• Text excerpt
On global financial markets, the concept of a “four-year cycle” for risky assets has been increasingly discussed recently. This model is often associated with deep correction phases of Bitcoin and stock markets, with notable lows in 2014, 2018, and 2022.
As we enter 2026, the volatility of assets such as Bitcoin, gold, and silver is prompting many investors to question whether this cycle might repeat. Is this an early warning sign for the Vietnamese stock market, or just short-term fluctuations?
Assessing the “four-year cycle” of Bitcoin and risky assets in general, Mr. Bui Van Huy — Investment Research Director at FIDT — believes this is not a coincidence but an important indicator of global market sentiment. According to Mr. Huy, Bitcoin’s decline clearly reflects increasing risk-off sentiment driven by macroeconomic and geopolitical uncertainties.
This context becomes even more sensitive as major stock markets worldwide remain at high levels. In the US, the Dow Jones index has just officially surpassed 50,000 points, while the Japanese market is also near historic highs. This creates a significant correction risk if investor sentiment turns cautious.

• Material
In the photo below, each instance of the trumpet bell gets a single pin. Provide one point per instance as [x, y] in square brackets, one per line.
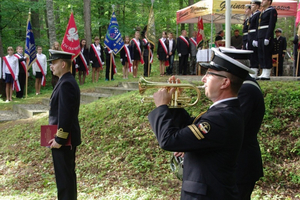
[178, 100]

• Problem statement
Write the next part of the article on the four-year cycle of Bitcoin and risky assets, starting after its final sentence. The listing comes from a different source.

• Task output
Meanwhile, the rally in gold after its correction confirms this trend, reflecting a shift of capital into safe-haven assets. Mr. Huy emphasizes that this is not short-term noise but a clear warning signal of capital pressure that the Vietnamese market may face, especially through foreign net selling channels.
Therefore, investors should pay more attention to global macro variables and cross-market developments in the current period.
The Context Has Changed
Compared to the period before the sharp decline in 2022, experts believe the current environment differs in many ways, with the key factor being Vietnam’s internal strength and proactive policy management.
He notes that the core difference is that in 2022, Vietnam was reactive to Fed pressures, leading to a rather “shock” rate hike to cope. Currently, if interest rates trend upward, it will be a proactive, controlled step with a clear roadmap from the State Bank to preempt inflation pressures and stabilize macroeconomics.
This proactive stance, according to Mr. Huy, stems from a stronger internal foundation. Macroeconomic data as of January 2026 show positive growth in industrial production (IIP), export turnover maintaining impressive growth, reinforcing a trade surplus, while inflation remains under control. This solid foundation provides room for policymakers to act flexibly rather than react passively as before.
Early Equilibrium Level Established, Capital Flows Set to Return
According to the FIDT expert, the likelihood of a severe decline repeating is low due to differences in internal strength and policy proactive measures.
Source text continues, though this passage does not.